→ **Task to complete**
Continue the baseball story about Cal Raleigh's night against the Yankees, picking up right after its last sentence.

--- Start of Text segment ---

Ryan Divish, The Seattle Times on

Published in Baseball

A day off?

No, just a little early rest to allow him to win the game at the end.

Out of the starting lineup for Monday’s series opener vs. the Yankees, an unusual occurrence for this early in the season, Cal Raleigh watched the early innings, trying to stay warm on an impossibly frigid night at T-Mobile Park.

But as the two teams struggled to produce hits or runs, it seemed obvious Raleigh would find his way into the game

He entered the game as a pinch-hitter for Dom Canzone in the seventh inning of a tied game with runners on the corners. But lefty Brent Headrick struck him out swinging — something that has happened far more than Raleigh would prefer to start the season.

But Raleigh simply wasn’t going to fail to deliver twice.

Raleigh stepped to the plate in the bottom of the ninth to face righty Paul Blackburn with Leo Rivas on third having led off with a single and Brendan Donovan on first having singled with one out.

--- End of Text segment ---
--- Start of Entries provided ---

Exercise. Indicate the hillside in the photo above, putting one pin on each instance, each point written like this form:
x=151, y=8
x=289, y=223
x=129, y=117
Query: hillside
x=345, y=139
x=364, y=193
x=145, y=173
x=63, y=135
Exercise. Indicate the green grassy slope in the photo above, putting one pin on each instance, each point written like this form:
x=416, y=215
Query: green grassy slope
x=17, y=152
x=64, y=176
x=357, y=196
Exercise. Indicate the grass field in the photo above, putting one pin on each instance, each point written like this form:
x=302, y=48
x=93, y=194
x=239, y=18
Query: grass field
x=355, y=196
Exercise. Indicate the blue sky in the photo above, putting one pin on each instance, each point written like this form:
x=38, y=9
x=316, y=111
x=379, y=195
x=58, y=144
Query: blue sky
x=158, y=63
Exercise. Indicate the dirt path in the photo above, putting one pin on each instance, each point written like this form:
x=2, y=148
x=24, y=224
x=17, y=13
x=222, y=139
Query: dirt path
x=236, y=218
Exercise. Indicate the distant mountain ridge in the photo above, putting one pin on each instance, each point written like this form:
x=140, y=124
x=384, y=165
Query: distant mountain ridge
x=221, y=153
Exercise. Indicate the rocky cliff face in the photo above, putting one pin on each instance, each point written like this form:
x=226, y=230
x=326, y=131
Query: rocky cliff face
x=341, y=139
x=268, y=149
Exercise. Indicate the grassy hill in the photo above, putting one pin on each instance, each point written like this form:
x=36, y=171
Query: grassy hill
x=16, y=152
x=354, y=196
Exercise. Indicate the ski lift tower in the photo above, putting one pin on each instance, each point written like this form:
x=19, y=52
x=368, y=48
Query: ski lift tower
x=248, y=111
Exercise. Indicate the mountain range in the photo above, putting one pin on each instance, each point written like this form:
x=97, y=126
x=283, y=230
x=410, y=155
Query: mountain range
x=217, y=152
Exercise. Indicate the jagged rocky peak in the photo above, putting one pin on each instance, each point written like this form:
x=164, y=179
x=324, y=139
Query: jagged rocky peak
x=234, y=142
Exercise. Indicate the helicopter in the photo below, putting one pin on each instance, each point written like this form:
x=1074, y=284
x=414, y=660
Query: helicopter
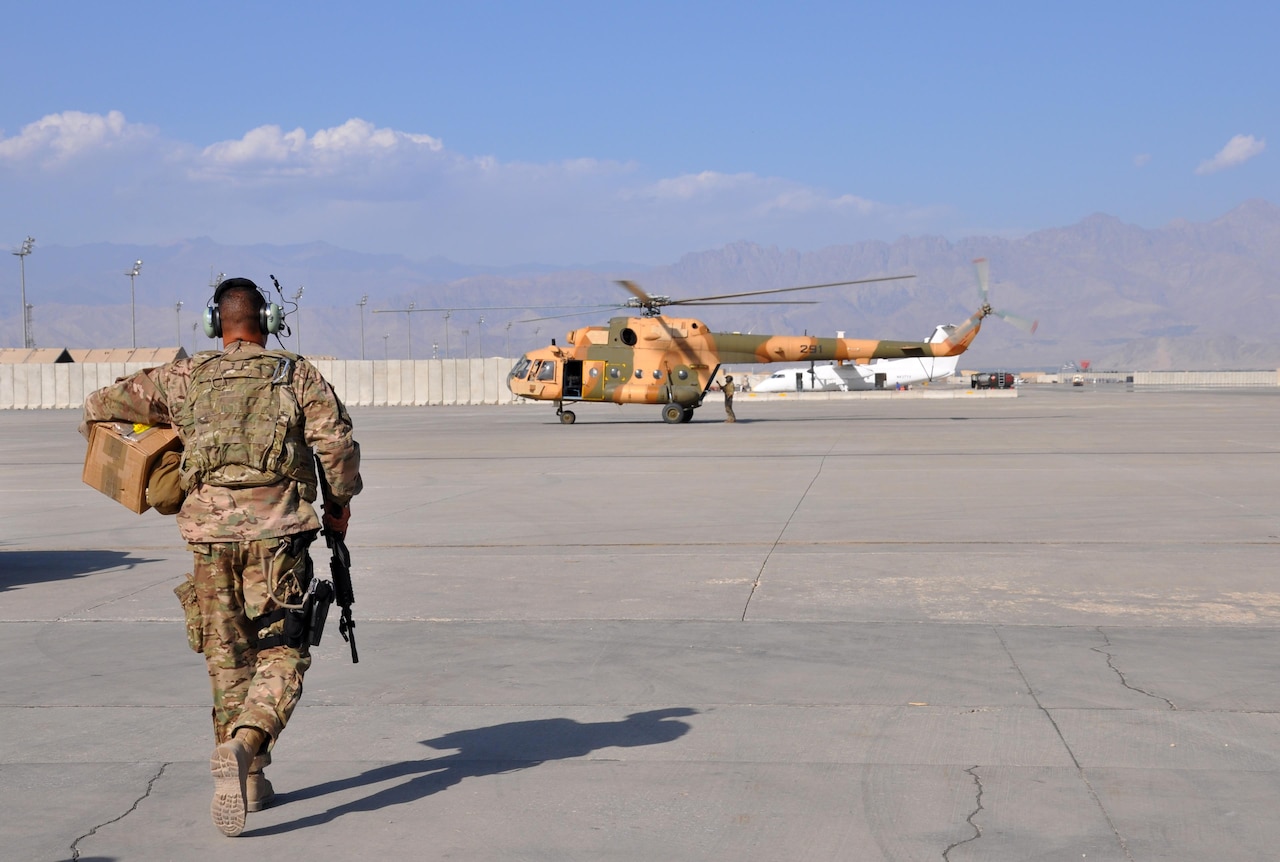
x=672, y=361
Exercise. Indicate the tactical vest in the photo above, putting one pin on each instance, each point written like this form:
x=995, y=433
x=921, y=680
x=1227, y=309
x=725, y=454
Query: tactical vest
x=242, y=425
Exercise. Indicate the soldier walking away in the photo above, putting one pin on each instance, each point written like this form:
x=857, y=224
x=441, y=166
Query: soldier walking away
x=255, y=427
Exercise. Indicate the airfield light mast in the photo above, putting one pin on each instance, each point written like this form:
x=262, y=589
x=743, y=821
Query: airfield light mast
x=27, y=245
x=362, y=302
x=133, y=313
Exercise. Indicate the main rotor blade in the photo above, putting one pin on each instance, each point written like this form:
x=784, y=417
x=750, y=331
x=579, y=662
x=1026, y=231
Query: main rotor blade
x=572, y=314
x=636, y=291
x=700, y=304
x=789, y=290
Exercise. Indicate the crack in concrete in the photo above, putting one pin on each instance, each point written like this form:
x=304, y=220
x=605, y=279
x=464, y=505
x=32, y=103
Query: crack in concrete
x=146, y=793
x=759, y=575
x=1061, y=737
x=977, y=829
x=1119, y=673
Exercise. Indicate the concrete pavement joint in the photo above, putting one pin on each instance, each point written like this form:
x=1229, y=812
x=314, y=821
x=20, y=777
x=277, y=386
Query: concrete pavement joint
x=146, y=793
x=759, y=574
x=1120, y=674
x=977, y=829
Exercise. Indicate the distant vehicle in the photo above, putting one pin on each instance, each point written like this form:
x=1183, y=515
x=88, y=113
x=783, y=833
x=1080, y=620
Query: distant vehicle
x=993, y=381
x=876, y=374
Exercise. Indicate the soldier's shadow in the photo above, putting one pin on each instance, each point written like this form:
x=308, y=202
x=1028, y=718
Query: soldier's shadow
x=485, y=751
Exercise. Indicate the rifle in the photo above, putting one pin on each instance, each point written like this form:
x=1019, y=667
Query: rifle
x=339, y=568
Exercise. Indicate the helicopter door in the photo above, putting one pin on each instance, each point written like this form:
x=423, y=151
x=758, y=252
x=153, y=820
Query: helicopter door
x=572, y=378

--- End of Entries provided ---

→ **Response to the exercise**
Raleigh yanked a cutter down the first-base line for a walkoff single in Seattle’s 2-1 victory.

While Raleigh was the hero at the end, it was Luis Castillo’s outing that put the Mariners in position to win. The veteran right-hander stymied a potent Yankees lineup in his first start of the season.

Castillo gave the Mariners another quality start, pitching six scoreless innings and allowing two hits with two walks and seven strikeouts.

 

It was the fourth consecutive game that a Mariners starter had delivered a quality start of six-plus innings pitched and three runs or fewer allowed.

In their first five games of the season, Seattle’s starting pitchers have combined to throw 29 1/3 innings and allow six earned runs (1.84 ERA) with six walks and 38 strikeouts.

Castillo allowed only one runner to reach second base in his outing. In the third inning, he walked Aaron Judge with two outs and Trent Grisham on first base. But the trouble was quickly remediated when Castillo struck out Cody Bellinger to end the inning.

The Mariners gave their starter a 1-0 lead in the bottom of the second. Randy Arozarena led off with a ground-ball single up the middle. He later scored on Cole Young’s two-out broken-bat single to right field.

Castillo made the lead hold up, allowing only two base runners the rest of the way.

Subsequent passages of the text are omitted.